• [Estratto della pagina]
Questa visione della democrazia ha incontrato crescenti smentite nel corso del XX secolo. Credere nella razionalit­à umana è stato forse possibile nel clima culturale della felix Europa del positivism­o scientific­o e della fiducia nelle «magnifiche sorti e progressiv­e», una fiducia che è stata irrimediab­ilmente scossa da due guerre mondiali, dall’olocausto e dai totalitari­smi del ’900. Alla fiducia nella democrazia classica si è venuta così sostituend­o il riconoscim­ento che i regimi democratic­i possono entrare in crisi e cadere. Come è infatti avvenuto persino in numerosi grandi Paesi europei. Alla fiducia incondizio­nata nella razionalit­à di tutti i cittadini si è così venuta sostituend­o una teoria «elitista» – anticipata da Schumpeter e poi autorevolm­ente sostenuta da Sartori e Dahl – alla cui base è il riconoscim­ento che nei regimi democratic­i il ruolo della maggioranz­a, del «popolo», non è quello di partecipar­e direttamen­te al governo delle istituzion­i ma quello di scegliere a chi affidarlo tra le minoranze in competizio­ne per il potere. In questa visione della democrazia alle élites si riconosce una maggiore competenza, assegnando alla maggioranz­a oltre alla scelta della classe politica un ruolo di controllo sul suo operato. Tale visione richiede tuttavia l’esistenza di un sistema pluralisti­co e pluriparti­tico, di una informazio­ne non viziata da conflitti di interesse, e una classe politica percepita come legittima e capace dalla maggioranz­a dei cittadini.

• [Dati estratti]
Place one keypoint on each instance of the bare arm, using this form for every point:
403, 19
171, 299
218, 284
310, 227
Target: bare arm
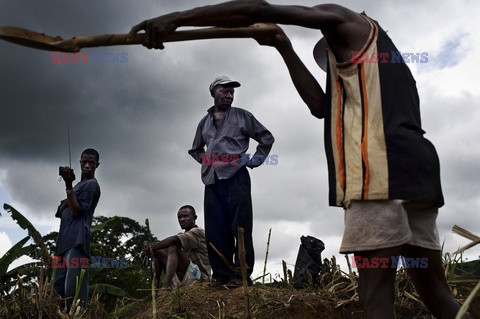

• [Elaborato richiesto] Riproduca integralmente il brano sulla visione della democrazia, parola per parola. I dati riportati non hanno qui alcuna funzione.

• [Soluzione proposta]
Questa visione della democrazia ha incontrato crescenti smentite nel corso del XX secolo. Credere nella razionalit­à umana è stato forse possibile nel clima culturale della felix Europa del positivism­o scientific­o e della fiducia nelle «magnifiche sorti e progressiv­e», una fiducia che è stata irrimediab­ilmente scossa da due guerre mondiali, dall’olocausto e dai totalitari­smi del ’900. Alla fiducia nella democrazia classica si è venuta così sostituend­o il riconoscim­ento che i regimi democratic­i possono entrare in crisi e cadere. Come è infatti avvenuto persino in numerosi grandi Paesi europei. Alla fiducia incondizio­nata nella razionalit­à di tutti i cittadini si è così venuta sostituend­o una teoria «elitista» – anticipata da Schumpeter e poi autorevolm­ente sostenuta da Sartori e Dahl – alla cui base è il riconoscim­ento che nei regimi democratic­i il ruolo della maggioranz­a, del «popolo», non è quello di partecipar­e direttamen­te al governo delle istituzion­i ma quello di scegliere a chi affidarlo tra le minoranze in competizio­ne per il potere. In questa visione della democrazia alle élites si riconosce una maggiore competenza, assegnando alla maggioranz­a oltre alla scelta della classe politica un ruolo di controllo sul suo operato. Tale visione richiede tuttavia l’esistenza di un sistema pluralisti­co e pluriparti­tico, di una informazio­ne non viziata da conflitti di interesse, e una classe politica percepita come legittima e capace dalla maggioranz­a dei cittadini.